Given entries below:

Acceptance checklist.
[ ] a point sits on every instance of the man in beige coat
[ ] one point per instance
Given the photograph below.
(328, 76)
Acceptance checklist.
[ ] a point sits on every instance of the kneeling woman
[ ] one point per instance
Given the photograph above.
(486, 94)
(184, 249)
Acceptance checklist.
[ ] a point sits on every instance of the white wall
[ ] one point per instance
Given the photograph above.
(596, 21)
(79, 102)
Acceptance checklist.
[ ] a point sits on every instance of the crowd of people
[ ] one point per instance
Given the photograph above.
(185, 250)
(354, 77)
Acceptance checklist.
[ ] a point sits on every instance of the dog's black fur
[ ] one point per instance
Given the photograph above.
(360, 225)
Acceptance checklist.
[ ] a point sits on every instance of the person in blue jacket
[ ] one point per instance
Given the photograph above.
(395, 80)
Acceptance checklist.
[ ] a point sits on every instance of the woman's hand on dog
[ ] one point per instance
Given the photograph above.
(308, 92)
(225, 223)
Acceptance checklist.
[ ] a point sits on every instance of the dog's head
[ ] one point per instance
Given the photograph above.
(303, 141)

End of Given entries.

## Task statement
From the listing above, extract every line exactly as it stands.

## Expected answer
Acceptance checklist.
[ ] a point sits on every instance of the man in beige coat
[ ] one point per instance
Given the photograph below.
(328, 76)
Acceptance checklist.
[ ] a point sits on every instance of the kneeling woman
[ ] one point per instance
Given the photograph above.
(486, 94)
(184, 249)
Acceptance checklist.
[ ] a point sits on every instance of the white wall
[ ] one point per instance
Given the photograph above.
(596, 21)
(79, 102)
Acceptance checklist.
[ ] a point sits on every instance of the crowd of people
[ ] one point per instance
Given the photograph above.
(185, 250)
(354, 77)
Acceptance checklist.
[ ] a point sits on every instance of the dog's black fur
[ ] one point per instance
Given the photograph above.
(360, 225)
Acceptance checklist.
[ ] a point sits on every instance of the person in blue jacket
[ ] one point per instance
Given the photograph above.
(395, 80)
Acceptance checklist.
[ ] a point sits on every instance of the woman's hand on dog
[ ] one point per instance
Given the photograph above.
(308, 92)
(225, 223)
Acceptance checklist.
[ ] a point sits on every instance of the dog's head
[ ] one point per instance
Given the photograph above.
(303, 141)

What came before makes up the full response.